Selected excerpt:
Films begin at 7:30 pm sharp.
Tickets are $10 (at the door only)
Double feature with HAXAN (1922) and a live score by 1000 LIGHTS, followed by a screening of DEEP RED (1975).
HAXAN (1922): Grave robbing, torture, possessed nuns, and a satanic Sabbath: Benjamin Christensen’s legendary silent film HAXAN uses a series of dramatic vignettes to explore the scientific hypothesis that the witches of the Middle Ages and early modern era suffered from the same ills as psychiatric patients diagnosed with hysteria in the film’s own time. Far from a dry dissertation on the topic, the film itself is a witches’ brew of the scary, the gross, and the darkly humorous. Christensen’s mix-and-match approach to genre anticipates gothic horror, documentary re-creation, and the essay film, making for an experience unlike anything else in the history of cinema.

What you will do:
A - Answer these questions about the screening announcement, each from a different part of it:
(i) What time do the films begin?
(ii) Where can tickets be purchased?
(iii) Who performs the live score for HAXAN?
B - Decide whether each statement agrees with the screening announcement. Answer yes or no, and quote the words that decide it.
(i) Tickets can be bought before the night of the show.
(ii) DEEP RED is screened after HAXAN.
(iii) HAXAN is a sound film.
C - Resume the screening announcement after its last sentence, and keep its voice.

Point-per-instance localization data:

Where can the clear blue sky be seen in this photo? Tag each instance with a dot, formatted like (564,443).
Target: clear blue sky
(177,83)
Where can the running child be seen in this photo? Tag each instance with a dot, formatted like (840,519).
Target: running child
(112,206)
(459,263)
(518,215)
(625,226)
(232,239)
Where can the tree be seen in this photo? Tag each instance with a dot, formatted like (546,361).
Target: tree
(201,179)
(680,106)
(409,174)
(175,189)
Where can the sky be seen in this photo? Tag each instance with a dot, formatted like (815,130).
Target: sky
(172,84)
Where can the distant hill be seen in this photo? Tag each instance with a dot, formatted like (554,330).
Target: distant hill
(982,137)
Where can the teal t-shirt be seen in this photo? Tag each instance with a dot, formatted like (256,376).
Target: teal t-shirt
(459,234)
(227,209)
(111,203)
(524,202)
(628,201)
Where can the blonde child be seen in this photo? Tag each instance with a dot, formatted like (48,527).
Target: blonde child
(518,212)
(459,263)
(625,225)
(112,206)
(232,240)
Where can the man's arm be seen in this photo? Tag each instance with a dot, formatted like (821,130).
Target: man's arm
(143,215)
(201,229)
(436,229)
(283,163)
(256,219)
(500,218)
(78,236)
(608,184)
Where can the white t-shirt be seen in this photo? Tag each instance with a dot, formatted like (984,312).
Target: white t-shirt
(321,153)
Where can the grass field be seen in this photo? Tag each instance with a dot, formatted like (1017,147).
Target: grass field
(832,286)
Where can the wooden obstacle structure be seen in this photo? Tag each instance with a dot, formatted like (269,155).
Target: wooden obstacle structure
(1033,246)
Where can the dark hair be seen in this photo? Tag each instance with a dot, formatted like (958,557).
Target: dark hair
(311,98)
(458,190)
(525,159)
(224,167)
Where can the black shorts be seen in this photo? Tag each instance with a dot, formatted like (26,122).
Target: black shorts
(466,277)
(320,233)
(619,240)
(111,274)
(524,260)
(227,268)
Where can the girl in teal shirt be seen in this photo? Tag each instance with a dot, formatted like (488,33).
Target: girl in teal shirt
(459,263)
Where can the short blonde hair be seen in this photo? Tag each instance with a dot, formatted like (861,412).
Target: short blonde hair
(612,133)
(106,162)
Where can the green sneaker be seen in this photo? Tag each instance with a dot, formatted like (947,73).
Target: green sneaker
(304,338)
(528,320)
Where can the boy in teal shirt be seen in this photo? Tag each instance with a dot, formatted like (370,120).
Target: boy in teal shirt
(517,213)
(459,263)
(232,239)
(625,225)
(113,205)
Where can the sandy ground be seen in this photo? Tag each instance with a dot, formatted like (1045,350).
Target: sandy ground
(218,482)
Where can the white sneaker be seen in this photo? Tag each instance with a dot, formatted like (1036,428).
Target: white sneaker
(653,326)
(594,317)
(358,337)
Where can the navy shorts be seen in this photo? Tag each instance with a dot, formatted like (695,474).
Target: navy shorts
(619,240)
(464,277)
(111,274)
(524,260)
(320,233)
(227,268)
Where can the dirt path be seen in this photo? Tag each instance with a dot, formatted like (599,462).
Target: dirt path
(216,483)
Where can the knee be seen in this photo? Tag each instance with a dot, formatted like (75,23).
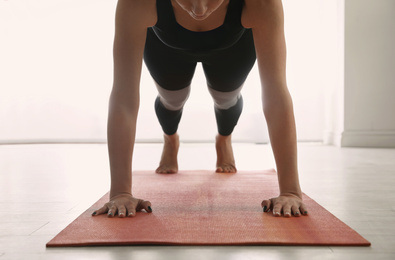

Exercise responses:
A -
(i) 7:30 pm sharp.
(ii) At the door only.
(iii) 1000 LIGHTS.

B -
(i) No: "Tickets are $10 (at the door only)"
(ii) Yes: "followed by a screening of DEEP RED (1975)"
(iii) No: "Benjamin Christensen’s legendary silent film HAXAN"

C -
Is 1000 LIGHTS a post punk band? A proto-punk band? A goth band? A band of Memphis’ heaviest hitters? All of the above? Meet A Thousand Lights. Guitarist Joey Killingsworth (Jocephus and the George Jonestown Massacre, Super Witch, Grendel Crane, Static Bombs), drummer Russ Thompson (The Margins, Static Bombs, New Intruders, Pisshorse), bassist Chris McCoy (Super Witch, Static Bombs, New Intruders, Pisshorse), and vocalist Jesse James Davis (Yesse Yavis, Model Zero) owe their partnership to the Memphis Does Bowie benefit show. Thompson, who has been a musical partner with McCoy since their days in the legendary 90s art punk band Pisshorse, sat in with McCoy and Killingsworth’s metal juggernaut Super Witch to cover the Bowie classics “Scary Monsters and Super Creeps,” “Cat People,” and “It Ain’t Easy.” Davis, dressed as Low-era Bowie, brought the house down fronting Winchester and the Ammunition. Memphis Does Bowie raised more than $20,000 for Memphis area charities. In 2017, Killingsworth, Thompson, and McCoy were playing together in the death rock project Static Bombs when the trio tapped Davis for a pair of shows: Gimmie Shelter, a benefit for homeless charities that saw Memphis musicians paying tribute to the Rolling Stones; and a slot at Memphis’ hottest Halloween party, hosted by Black Lodge Video, where the band, joined by saxophonist Seth Moody, performed The Stooges Funhouse album in its entirety. These shows were such a raging success that the group decided to make it permanent, renaming themselves A Thousand Lights, after a line from The Stooges’ “Down On The Street.” As you can tell from the choices of artists they paid tribute to, A Thousand Lights sound is slippery and diverse, incorporating elements from the earliest days of punk and post punk that bands like Bauhaus, Siouxsie and the Banshees, and Love and Rockets synthesized into goth rock. Their debut EP “3nc EP” is available now on iTunes & Spotify.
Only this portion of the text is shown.